** start DATA **
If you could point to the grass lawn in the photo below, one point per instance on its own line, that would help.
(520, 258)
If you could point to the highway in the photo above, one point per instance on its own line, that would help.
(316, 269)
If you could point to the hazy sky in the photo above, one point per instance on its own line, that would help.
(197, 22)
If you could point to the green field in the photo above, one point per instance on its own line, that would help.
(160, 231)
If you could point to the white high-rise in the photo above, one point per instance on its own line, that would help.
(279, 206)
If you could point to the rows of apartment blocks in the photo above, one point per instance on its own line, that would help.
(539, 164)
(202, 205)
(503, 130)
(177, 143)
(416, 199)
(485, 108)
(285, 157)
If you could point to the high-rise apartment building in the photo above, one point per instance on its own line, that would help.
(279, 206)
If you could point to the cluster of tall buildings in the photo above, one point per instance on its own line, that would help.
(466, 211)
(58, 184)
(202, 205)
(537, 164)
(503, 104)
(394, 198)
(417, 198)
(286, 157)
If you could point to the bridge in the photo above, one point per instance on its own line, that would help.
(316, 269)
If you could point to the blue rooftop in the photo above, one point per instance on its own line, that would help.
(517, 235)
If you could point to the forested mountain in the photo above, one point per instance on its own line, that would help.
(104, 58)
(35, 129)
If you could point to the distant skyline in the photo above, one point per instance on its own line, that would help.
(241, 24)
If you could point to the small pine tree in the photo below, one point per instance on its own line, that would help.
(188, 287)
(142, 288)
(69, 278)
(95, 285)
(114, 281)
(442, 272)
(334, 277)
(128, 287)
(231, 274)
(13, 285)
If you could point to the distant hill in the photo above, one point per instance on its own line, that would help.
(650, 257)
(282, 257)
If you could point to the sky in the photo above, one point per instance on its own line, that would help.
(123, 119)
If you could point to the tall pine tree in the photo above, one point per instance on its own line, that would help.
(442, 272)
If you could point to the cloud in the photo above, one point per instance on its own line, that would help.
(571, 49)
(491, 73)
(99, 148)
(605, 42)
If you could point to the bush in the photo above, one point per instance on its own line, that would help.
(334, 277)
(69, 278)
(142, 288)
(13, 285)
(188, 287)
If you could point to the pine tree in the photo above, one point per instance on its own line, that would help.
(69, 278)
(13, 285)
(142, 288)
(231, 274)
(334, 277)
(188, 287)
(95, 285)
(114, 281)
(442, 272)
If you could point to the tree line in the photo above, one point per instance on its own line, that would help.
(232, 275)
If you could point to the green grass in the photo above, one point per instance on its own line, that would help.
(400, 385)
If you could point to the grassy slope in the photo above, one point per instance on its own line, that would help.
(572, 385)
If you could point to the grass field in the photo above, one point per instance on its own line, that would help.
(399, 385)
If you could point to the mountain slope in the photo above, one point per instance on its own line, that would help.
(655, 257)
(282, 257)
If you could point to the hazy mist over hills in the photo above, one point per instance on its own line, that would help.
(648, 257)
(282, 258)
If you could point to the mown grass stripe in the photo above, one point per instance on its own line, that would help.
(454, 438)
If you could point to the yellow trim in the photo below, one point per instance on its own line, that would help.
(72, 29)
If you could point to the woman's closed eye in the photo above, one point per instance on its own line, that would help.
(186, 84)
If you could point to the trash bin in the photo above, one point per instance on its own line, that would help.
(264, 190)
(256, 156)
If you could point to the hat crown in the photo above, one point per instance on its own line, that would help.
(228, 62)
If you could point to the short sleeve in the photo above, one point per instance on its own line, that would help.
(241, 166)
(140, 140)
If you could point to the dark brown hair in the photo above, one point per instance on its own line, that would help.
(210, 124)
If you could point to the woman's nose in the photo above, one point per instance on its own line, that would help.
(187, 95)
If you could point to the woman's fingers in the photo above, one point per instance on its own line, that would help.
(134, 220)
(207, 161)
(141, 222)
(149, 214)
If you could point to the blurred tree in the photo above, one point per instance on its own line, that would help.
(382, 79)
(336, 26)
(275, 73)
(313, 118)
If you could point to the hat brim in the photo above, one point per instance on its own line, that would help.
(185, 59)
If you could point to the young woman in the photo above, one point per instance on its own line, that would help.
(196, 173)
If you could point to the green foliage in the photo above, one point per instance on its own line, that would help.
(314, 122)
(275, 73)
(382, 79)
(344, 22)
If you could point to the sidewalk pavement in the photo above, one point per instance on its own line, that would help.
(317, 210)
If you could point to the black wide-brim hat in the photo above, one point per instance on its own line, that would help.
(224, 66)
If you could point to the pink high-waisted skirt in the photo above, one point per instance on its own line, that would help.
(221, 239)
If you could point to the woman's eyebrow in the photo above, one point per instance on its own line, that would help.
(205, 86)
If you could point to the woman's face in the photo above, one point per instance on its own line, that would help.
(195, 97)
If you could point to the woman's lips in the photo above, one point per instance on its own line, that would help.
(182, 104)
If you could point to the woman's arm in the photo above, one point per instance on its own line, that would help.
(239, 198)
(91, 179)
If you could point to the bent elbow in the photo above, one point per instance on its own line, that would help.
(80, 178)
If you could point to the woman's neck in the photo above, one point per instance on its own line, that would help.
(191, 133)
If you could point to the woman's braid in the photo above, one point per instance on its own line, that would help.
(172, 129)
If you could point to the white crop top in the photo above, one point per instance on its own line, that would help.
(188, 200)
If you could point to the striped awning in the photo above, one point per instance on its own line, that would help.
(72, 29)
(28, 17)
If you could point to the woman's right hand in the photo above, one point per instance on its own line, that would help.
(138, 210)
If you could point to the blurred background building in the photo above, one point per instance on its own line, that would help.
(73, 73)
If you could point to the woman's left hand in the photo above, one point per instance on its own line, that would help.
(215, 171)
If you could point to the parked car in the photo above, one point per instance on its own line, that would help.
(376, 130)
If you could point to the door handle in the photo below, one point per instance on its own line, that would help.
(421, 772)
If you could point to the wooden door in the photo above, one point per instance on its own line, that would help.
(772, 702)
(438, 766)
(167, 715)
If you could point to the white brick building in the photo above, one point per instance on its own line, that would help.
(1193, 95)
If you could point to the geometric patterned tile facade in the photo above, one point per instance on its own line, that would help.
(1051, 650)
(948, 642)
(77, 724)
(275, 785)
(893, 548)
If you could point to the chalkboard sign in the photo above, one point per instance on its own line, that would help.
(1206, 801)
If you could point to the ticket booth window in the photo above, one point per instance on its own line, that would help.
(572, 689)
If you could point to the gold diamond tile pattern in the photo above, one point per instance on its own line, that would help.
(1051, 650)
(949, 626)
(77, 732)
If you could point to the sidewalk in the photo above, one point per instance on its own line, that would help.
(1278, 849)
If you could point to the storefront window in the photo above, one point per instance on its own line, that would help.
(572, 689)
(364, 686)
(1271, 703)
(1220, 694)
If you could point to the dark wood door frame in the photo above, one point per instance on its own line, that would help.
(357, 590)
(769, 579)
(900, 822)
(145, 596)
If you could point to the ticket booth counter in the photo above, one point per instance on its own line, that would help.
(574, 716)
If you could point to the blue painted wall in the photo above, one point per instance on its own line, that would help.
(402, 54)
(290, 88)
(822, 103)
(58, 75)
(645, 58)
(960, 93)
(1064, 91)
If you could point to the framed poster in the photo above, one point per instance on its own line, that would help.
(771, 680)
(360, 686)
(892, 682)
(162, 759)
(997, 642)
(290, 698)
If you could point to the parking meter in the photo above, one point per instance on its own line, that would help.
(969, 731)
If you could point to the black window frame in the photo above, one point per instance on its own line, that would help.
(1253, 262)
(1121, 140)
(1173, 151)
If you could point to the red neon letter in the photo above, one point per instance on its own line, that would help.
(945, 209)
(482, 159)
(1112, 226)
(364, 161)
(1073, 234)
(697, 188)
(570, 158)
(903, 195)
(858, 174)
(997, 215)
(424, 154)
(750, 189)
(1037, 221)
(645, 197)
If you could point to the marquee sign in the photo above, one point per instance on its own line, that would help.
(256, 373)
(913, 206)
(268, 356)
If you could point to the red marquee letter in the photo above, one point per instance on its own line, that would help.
** end DATA **
## SET TASK
Every line from the one holding "If you could point to the black window" through the final line of the listing must be echoed exactly; leave out all other lines.

## TASK RESULT
If you could point to the black window frame in the photo above, one point per instance on its own line, that would help.
(1253, 262)
(1121, 140)
(1173, 151)
If you could point to the red neon letter in the photo above, one point per instance on its own line, that would help.
(945, 209)
(482, 159)
(1112, 226)
(364, 161)
(1073, 234)
(697, 188)
(570, 158)
(903, 195)
(858, 174)
(997, 215)
(424, 154)
(750, 189)
(1037, 221)
(645, 197)
If you could point to the marquee sign in the photo above, one point per instance on its own line, that would help.
(256, 373)
(913, 206)
(268, 356)
If you could point to the red marquee letter in the photo above, one point per instance on its own line, that would help.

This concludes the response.